=== SUPPLIED TEXT ===
__________________________________________________
An avatar is a small image that you can use to stand for yourself on a website, such as a forum. Here’s how I made one for a friend.
First step is to find out the particular website’s requirements for avatars. Typical parameters are the image size in pixels, the file size in KB (kilobytes) and the file type, such as .jpg . If the web site isn’t saying what it will accept, try uploading something as an avatar. You won’t get far before it says “This isn’t acceptable because …” and then you’ll know.
For this example, the requirements were:
- Image size; 150 x 150 pixels or less
- File size; 15 KB or less
- File type; .jpg or .gif
Now you’ll need an image of some kind. You could grab one off the web, for example from Microsoft’s clip art site. You could use a simple photo that will look okay after lots of shrinking. Or you might draw something.
Next, have a general idea of what you want to do to the image. If you just want to shrink it, your design is done. In this example, I wanted to make a round avatar because most people’s are square. I wanted it to have a fuzzy border (vignette). And I wanted to put some text into it.
Now the image is in PE 2011 and we’re ready to rock!
My photo is rectangular; I need it to be square to get to the circular avatar I want. So I use the crop tool with the dimensions of a square as constraints to make it square. (The size of the square doesn’t matter, so I made it pretty big.) Centered is boring, so I move the crop area off-center.
Now I reduce the size in pixels to the requirement, 150×150. Image > Resize > Image size.
This is part of my design; you may have other ideas. Here’s a vignette tutorial (it’s not hard). When you draw the marquee selection border, leave some space between it and the edges of your image to allow room for the fuzzy boundary.
__________________________________________________
=== RECORDED DATA ===
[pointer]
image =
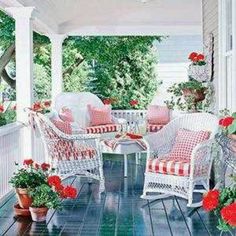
__________________________________________________
=== GIVEN REQUEST ===
Answer these questions from the avatar text, one per line:
1. What file size limit did the example website set for avatars?
2. Why did the writer want the avatar to be round?
3. Which menu path does the writer use to reduce the image to 150×150 pixels?

=== WRITTEN REPLY ===
1. 15 KB or less.
2. Because most people's avatars are square.
3. Image > Resize > Image size.